_Provided passage_.
----
Each had a lecture/exam component, but it was minor. The classes mostly
centered on a set of programming projects, implementing foundational
components in the topic area from a specification and a skeleton. (IRC server,
TCP stack, IP router, Paxos, Byzantine Generals, Raft, b-trees, query parser,
thread scheduler, syscalls, filesystem, interpreter, RSA, D-H key exchange,
authenticated encrypted channel, concurrency primitives and then concurrent
algorithms that use them, sensor fusion, geometric transformations, shading,
texture mapping, ray tracing, etc). No one I know took _all_ of these classes,
but we all took most of them.
----
_Input material_.
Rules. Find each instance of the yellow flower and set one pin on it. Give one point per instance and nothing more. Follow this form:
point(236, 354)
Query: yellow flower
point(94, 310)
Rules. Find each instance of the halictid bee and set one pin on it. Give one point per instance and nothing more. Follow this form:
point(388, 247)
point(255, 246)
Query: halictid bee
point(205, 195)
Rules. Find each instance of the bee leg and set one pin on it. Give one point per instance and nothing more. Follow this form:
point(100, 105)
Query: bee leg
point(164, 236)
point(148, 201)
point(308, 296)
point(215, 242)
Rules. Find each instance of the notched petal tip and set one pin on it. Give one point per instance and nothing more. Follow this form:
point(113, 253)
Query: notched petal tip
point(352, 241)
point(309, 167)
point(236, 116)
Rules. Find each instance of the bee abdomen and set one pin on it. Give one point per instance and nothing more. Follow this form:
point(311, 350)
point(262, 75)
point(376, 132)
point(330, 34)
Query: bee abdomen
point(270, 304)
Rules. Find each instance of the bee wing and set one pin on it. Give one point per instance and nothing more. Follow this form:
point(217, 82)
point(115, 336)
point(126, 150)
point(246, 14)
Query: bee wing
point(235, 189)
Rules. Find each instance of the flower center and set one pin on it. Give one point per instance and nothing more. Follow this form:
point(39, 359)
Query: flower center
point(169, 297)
----
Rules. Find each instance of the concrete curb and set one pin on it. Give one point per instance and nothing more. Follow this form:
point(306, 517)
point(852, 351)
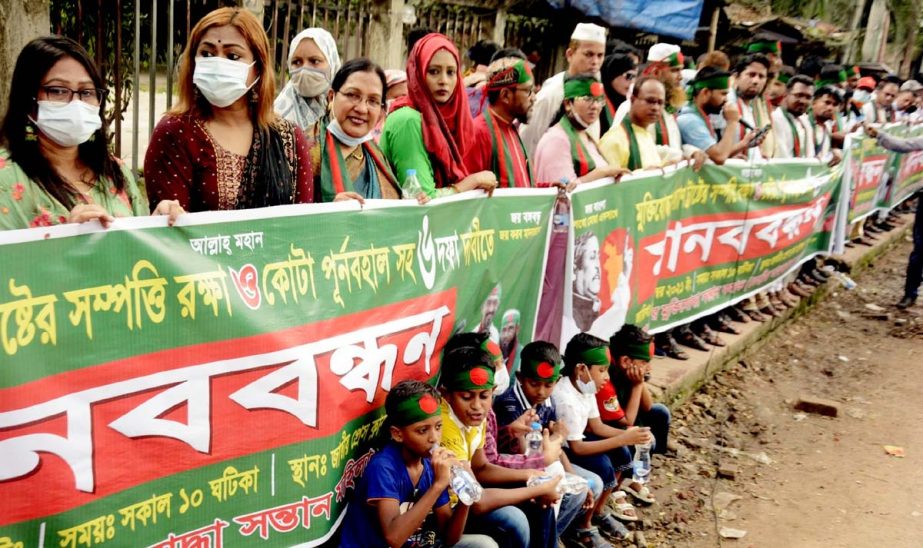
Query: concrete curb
----
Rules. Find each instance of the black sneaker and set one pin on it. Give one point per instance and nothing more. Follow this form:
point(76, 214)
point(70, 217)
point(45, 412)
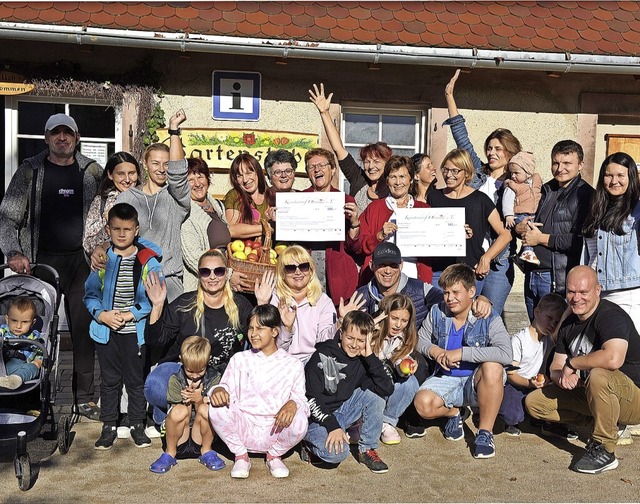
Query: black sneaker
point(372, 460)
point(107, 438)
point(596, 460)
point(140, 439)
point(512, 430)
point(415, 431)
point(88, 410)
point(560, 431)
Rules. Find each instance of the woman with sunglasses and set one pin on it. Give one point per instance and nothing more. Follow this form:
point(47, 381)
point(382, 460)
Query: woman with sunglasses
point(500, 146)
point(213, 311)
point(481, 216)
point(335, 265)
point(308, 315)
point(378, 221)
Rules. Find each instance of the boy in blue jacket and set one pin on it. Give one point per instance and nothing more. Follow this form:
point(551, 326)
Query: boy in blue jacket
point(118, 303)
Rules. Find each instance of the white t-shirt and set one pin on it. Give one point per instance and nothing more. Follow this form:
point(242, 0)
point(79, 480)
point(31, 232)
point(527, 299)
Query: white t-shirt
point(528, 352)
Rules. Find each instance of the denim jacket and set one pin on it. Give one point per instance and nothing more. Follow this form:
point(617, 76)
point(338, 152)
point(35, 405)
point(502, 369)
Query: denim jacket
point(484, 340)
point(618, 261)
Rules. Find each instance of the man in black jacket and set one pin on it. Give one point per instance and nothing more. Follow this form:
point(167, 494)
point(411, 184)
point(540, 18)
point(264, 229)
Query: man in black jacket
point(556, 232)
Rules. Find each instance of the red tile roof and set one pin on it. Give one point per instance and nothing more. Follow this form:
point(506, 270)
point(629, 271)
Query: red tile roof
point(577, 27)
----
_Exercise instructions_.
1 > Extract the passage about the programming classes from "Each had a lecture/exam" up to and including "most of them.", word for word.
2 > Rewrite the records from the line with "Rules. Find each instance of the yellow" up to and including the line with "point(215, 242)", putting "Target" in place of "Query" and leaving everything else unchanged.
The records are unrelated to the passage about the programming classes.

_Answers to the exercise_.
1 >
Each had a lecture/exam component, but it was minor. The classes mostly
centered on a set of programming projects, implementing foundational
components in the topic area from a specification and a skeleton. (IRC server,
TCP stack, IP router, Paxos, Byzantine Generals, Raft, b-trees, query parser,
thread scheduler, syscalls, filesystem, interpreter, RSA, D-H key exchange,
authenticated encrypted channel, concurrency primitives and then concurrent
algorithms that use them, sensor fusion, geometric transformations, shading,
texture mapping, ray tracing, etc). No one I know took _all_ of these classes,
but we all took most of them.

2 >
Rules. Find each instance of the yellow flower and set one pin on it. Give one point per instance and nothing more. Follow this form:
point(236, 354)
Target: yellow flower
point(94, 310)
Rules. Find each instance of the halictid bee and set one pin on it. Give one point per instance and nothing more. Follow this form:
point(388, 247)
point(255, 246)
Target: halictid bee
point(205, 195)
Rules. Find each instance of the bee leg and set one pin on it. Give one point per instance and nothing more. Follow this form:
point(100, 105)
Target: bee leg
point(164, 236)
point(148, 201)
point(308, 296)
point(215, 242)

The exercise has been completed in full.